Document section =
§

This time in Saigon I decide to stay in the centre – I have stayed in the backpackers’ district, a local area and now right in the centre on the river. It’s here that you realise the city is changing. There are some really tall buildings going up and some very chic housing developments on the river. From the roof terrace of where I am staying I look down into a huge ”ground zero” like hole where the foundation are going in for another skyscraper. But the city here is still manic – still loads of motorbikes but also more cars, limos, taxis and tourists. Also the quotient of designer shops is on the up, another sign of a fast developing city. I have booked myself into the Saigon Grand Hotel, one of the original colonial hotels, where I am upgraded to the old wing. A beautiful room with dark wood original parquet floors, an ante room with huge chandelier before you go into your room, and large shuttered windows looking out onto the street. Given the city’s past, I guess this room could throw up some historical secrets. I nip into Jasper’s across the road from the hotel for dinner, and have the most un-Vietnamese dinner imaginable – St Patrick’s Day Sheperd’s Pie and cabbage – very nice it was too! The only thing Vietnamese about it was the large dish of honey that came with it – still not sure what I was supposed to do with it! But the young waitress, a part time student really wanted to practice her English, so we chatted for a while. Trying to explain what I did in my working life proved difficult – until I remembered my old Vietnamese – and remembered that Gucci was always “Goosey” – and like “why why” it worked!

But the next morning it was time to move on – and with a sigh, I say goodbye to Saigon for this time. A hotel limo (I only paid for the hotel minibus – honest....) takes me through the Saigon rush hour and we weave through the river of bikes. The airport is quite flash – and apart from a power cut (little worrying at an airport) it reminded me of Heathrow T5 but on a smaller scale.

Monday, 15 March 2010

In need of a fan in Phan Thiet (Friday 12 March 2010)

§

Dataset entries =
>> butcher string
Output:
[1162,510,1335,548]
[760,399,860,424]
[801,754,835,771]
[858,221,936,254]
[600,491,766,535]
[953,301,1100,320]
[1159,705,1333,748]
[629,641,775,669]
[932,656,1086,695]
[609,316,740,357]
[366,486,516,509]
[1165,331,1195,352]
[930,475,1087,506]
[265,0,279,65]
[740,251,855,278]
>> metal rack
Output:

§

Requirement A =
Answer these questions about the Saigon travel post:
(i) Which hotel does the writer book into?
(ii) What was the only Vietnamese thing about the dinner at Jasper's?
(iii) Which airport does the Saigon airport remind the writer of?
Requirement B =
Write out the stretch of the Saigon travel post from "But the next" through "a smaller scale.", word for word.
Requirement C =
Write what comes next in the Saigon travel post, continuing from where it stops.

Task response A =
(i) The Saigon Grand Hotel.
(ii) The large dish of honey that came with it.
(iii) Heathrow T5, but on a smaller scale.

Task response B =
But the next morning it was time to move on – and with a sigh, I say goodbye to Saigon for this time. A hotel limo (I only paid for the hotel minibus – honest....) takes me through the Saigon rush hour and we weave through the river of bikes. The airport is quite flash – and apart from a power cut (little worrying at an airport) it reminded me of Heathrow T5 but on a smaller scale.

Task response C =
Today I decide to visit Phan Thiet the main town at the opposite end of the long beach to Mui Ne. Yesterday I popped into a tour stall to ask about a city tour – but was told they only deal with Russian tourists.... odd. So I decide to put my own together, there’s not too much to see and at least that way I can avoid the fish sauce factory tour (I did one last year in Phu Quoc – interesting but not necessary to repeat!) So this morning another first as I find my way on a local public Vietnamese bus to go to town. The conductress couldn’t understand where I wanted to go (I’m not sure I was that clear anyway....) so I pointed in the vague direction of town and proffer my 7000 dong (about 25p) for the 12km ride. The bus was smallish but quite reasonable. But no aircon and daily highs of 35 degrees and very small Vietnamese plastic seats made me long for a fan....  I had found a map but it wasn’t that helpful – Vietnamese road names are quite difficult to get a grip of but I assumed I would get a sense of where to get off. I needn’t have worried. All of a sudden at one stop the whole bus jabbered at me in Vietnamese and pointed to the door – this I assumed was where 7000 dong gets you, either that or I had done something socially very unacceptable.... So off I get to find I have alighted at the main mall, a Co-op – wherever else would a Westerner want to go! This was quite a small mall and I think the only one in town with a supermarket, and a few jewellery stores, clothing stalls and an electrical appliance dept, but it was air conditioned and was welcome after the very hot bus ride. But it was not where I wanted to be. I was aiming for what looked like the older part of town where the market and a couple of other places were. But I couldn’t work out how to get there as I didn’t actually know where I was... But by hand signals and showing my map the security guard managed to mark on the map where I was, so I set off.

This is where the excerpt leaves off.